** Stated goal a **
In the passage on creativity in engineering, translate this sentence into Spanish: "Our constraints don’t limit us; they sharpen us."

** Provided text **

Legos, blocks, Hoberman Spheres, Playdough. Surely this was a day care spot for kids.

He lit up and kindly corrected me, saying “no, this is for us engineers! We use this space to brainstorm and play when we feel stuck in our work." Having this space allowed the engineers to use play to inspire creativity and out of the box thinking.

“In fact,” he said, “The inspiration for my spinal implant came from squishing a watermelon seed between my fingers at a team BBQ. I was hitting this wall of allowing movement when it comes to replacing discs in the spine - most options on the market at the time were focused on essentially fusing vertebra together which severely impacts movement. But as I felt my fingers swivel around this seed, I had a Eureka! moment!”

Another myth I’d love to dispel is that creativity doesn’t mean chaos.

It doesn’t mean throwing structure out the window. In engineering, creativity thrives because of structure. Our constraints don’t limit us; they sharpen us. They help us ask more challenging & interesting questions.

** Data for the task **

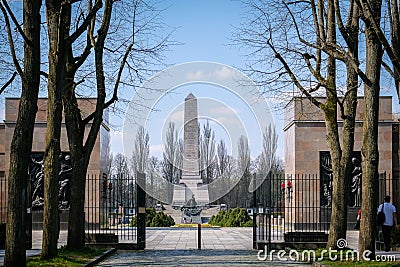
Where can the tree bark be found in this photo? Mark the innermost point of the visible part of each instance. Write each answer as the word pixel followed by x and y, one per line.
pixel 370 154
pixel 21 143
pixel 341 159
pixel 56 31
pixel 81 149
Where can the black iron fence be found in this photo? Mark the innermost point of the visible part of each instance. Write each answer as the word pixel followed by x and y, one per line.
pixel 110 206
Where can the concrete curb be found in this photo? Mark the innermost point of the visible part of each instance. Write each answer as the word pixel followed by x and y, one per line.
pixel 101 257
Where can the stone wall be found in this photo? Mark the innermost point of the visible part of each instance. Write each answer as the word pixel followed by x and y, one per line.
pixel 305 138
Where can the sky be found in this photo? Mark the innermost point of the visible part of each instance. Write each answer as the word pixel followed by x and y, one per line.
pixel 204 29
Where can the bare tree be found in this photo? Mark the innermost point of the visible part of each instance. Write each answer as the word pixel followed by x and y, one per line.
pixel 21 143
pixel 136 49
pixel 244 162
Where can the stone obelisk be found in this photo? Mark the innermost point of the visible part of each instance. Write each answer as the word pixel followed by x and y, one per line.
pixel 191 184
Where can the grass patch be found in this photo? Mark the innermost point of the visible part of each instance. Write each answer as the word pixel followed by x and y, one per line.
pixel 67 257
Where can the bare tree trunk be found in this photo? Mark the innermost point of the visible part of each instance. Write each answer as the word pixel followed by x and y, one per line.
pixel 56 29
pixel 370 154
pixel 21 143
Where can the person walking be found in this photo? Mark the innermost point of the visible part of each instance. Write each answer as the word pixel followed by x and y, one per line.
pixel 390 219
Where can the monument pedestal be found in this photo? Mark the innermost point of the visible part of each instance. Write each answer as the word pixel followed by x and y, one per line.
pixel 187 187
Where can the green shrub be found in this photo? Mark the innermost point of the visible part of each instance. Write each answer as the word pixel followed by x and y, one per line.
pixel 237 217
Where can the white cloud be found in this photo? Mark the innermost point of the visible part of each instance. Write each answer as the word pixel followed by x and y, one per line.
pixel 156 150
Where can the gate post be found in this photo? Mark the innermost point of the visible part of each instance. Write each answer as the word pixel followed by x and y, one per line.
pixel 254 213
pixel 141 210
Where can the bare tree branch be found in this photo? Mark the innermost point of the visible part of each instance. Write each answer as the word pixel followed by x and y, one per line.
pixel 86 22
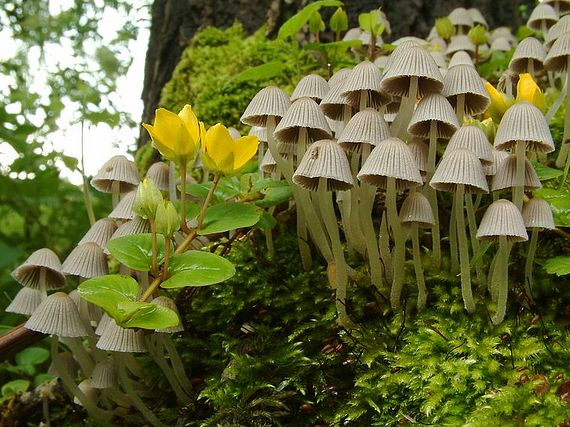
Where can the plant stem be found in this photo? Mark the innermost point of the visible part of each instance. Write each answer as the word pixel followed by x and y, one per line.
pixel 463 251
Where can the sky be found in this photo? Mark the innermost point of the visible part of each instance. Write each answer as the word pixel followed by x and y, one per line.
pixel 100 142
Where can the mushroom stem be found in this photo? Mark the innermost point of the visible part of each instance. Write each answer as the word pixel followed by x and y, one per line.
pixel 501 279
pixel 528 281
pixel 463 251
pixel 399 244
pixel 518 190
pixel 341 274
pixel 422 296
pixel 432 195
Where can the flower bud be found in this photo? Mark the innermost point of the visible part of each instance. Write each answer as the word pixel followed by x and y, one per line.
pixel 147 199
pixel 444 28
pixel 339 21
pixel 477 35
pixel 167 221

** Stated goal b **
Convert everything in the records from the line containing "Where can the gate" down to the line containing "pixel 86 22" into a numbered list. Include both of those lines and skip any blank lines.

** Worked solution a **
Nuestras restricciones no nos limitan; nos agudizan.

** Worked solution b **
1. Where can the gate post be found in this photo? Mark the innermost point of the visible part of each instance. Write each answer as the word pixel followed by x and y, one per line.
2. pixel 254 213
3. pixel 141 210
4. Where can the bare tree branch be found in this photo? Mark the innermost point of the visible part of each instance. Write each answer as the word pixel followed by x and y, one per line.
5. pixel 86 22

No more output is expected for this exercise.